• _Directions_
Copy out only those lines running from the line with "of the sign" to the end of the listing, keeping each one exactly as it is.

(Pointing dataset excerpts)
▼▼▼
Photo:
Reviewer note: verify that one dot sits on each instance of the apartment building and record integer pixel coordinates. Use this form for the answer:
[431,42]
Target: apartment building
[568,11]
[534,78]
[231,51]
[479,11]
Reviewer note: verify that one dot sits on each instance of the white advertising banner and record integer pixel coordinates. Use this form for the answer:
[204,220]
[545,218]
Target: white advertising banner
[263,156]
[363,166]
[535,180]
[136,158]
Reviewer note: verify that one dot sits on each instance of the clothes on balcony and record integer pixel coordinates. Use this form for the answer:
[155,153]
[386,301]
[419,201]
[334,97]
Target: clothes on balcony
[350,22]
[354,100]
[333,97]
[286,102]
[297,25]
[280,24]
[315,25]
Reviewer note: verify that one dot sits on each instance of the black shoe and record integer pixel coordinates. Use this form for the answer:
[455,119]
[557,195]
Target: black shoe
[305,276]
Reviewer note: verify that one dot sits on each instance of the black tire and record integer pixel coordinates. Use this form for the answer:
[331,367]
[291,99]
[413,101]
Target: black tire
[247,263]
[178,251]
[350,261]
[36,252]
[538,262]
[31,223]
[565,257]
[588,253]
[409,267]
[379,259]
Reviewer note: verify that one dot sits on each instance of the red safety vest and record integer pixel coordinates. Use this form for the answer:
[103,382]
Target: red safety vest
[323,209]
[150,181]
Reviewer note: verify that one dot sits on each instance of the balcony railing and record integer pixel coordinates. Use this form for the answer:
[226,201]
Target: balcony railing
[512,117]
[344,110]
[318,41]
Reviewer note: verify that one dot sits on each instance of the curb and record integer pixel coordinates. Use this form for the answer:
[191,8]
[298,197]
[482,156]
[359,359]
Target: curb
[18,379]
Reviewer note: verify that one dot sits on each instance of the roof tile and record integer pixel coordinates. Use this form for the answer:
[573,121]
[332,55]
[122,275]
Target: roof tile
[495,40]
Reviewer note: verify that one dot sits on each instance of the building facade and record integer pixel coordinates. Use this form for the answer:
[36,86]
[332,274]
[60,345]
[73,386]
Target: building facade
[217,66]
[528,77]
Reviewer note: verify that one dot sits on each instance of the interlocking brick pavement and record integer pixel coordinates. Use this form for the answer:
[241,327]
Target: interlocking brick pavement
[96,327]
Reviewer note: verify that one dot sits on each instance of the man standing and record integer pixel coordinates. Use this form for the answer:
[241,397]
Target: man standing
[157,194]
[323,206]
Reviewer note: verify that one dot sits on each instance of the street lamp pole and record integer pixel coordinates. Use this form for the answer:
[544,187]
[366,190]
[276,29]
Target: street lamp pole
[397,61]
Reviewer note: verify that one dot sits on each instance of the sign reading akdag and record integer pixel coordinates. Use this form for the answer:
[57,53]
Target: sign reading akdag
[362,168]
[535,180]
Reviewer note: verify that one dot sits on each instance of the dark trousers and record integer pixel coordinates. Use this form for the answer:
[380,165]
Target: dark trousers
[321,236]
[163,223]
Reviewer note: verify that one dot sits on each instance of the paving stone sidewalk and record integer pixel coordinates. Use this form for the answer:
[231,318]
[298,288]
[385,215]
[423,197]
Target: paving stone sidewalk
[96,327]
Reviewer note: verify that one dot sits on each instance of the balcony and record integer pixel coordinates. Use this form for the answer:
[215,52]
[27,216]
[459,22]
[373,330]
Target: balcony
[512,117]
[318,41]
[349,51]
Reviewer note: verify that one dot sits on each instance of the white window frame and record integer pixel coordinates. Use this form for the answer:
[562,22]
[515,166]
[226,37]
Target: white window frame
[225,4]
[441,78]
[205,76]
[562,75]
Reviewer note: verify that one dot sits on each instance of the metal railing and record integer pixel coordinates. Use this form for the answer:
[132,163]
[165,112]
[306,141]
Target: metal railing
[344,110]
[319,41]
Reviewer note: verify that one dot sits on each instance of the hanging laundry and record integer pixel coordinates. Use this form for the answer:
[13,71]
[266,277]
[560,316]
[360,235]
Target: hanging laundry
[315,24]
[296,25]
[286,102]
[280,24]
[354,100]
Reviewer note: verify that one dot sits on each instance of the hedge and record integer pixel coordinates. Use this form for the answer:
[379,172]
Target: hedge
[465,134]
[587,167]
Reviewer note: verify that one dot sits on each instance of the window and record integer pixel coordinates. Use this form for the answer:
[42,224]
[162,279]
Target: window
▲▲▲
• _Final answer_
Reviewer note: verify that one dot sits on each instance of the sign reading akdag and record integer pixel coordinates. Use this form for the answer:
[57,53]
Target: sign reading akdag
[362,168]
[535,180]
Reviewer note: verify that one dot sits on each instance of the dark trousers and record integer pixel coordinates. Use this form for the answer:
[380,165]
Target: dark trousers
[321,236]
[163,223]
Reviewer note: verify that one dot sits on each instance of the paving stone sidewalk and record integer pixel coordinates. Use this form for the answer:
[231,318]
[298,288]
[385,215]
[423,197]
Target: paving stone sidewalk
[96,327]
Reviewer note: verify that one dot sits on each instance of the balcony and record integer pixel coordinates. Use this form for the answer:
[215,52]
[27,216]
[459,22]
[373,330]
Target: balcony
[512,117]
[318,41]
[349,51]
Reviewer note: verify that one dot sits on each instance of the white window frame and record integer pixel coordinates. Use this form for the answer:
[562,22]
[515,166]
[226,37]
Target: white window frame
[225,4]
[441,78]
[205,76]
[562,75]
Reviewer note: verify that one dot sits on each instance of the metal railing and record integer pixel coordinates. Use this form for the answer:
[132,163]
[165,112]
[306,141]
Target: metal railing
[344,110]
[319,41]
Reviewer note: verify that one dot sits on each instance of the hanging laundry and record integer pixel coordinates. Use this form for the answer:
[13,71]
[266,277]
[560,316]
[360,235]
Target: hanging laundry
[315,24]
[296,25]
[286,102]
[280,24]
[354,100]
Reviewer note: verify that one dot sits on each instance of the hedge and record integer pixel coordinates. Use this form for the answer:
[379,172]
Target: hedge
[465,134]
[587,167]
Reviewer note: verify that one dot sits on each instance of the window and record integer pixel coordinates. Use this form for the answer:
[42,224]
[162,279]
Target: window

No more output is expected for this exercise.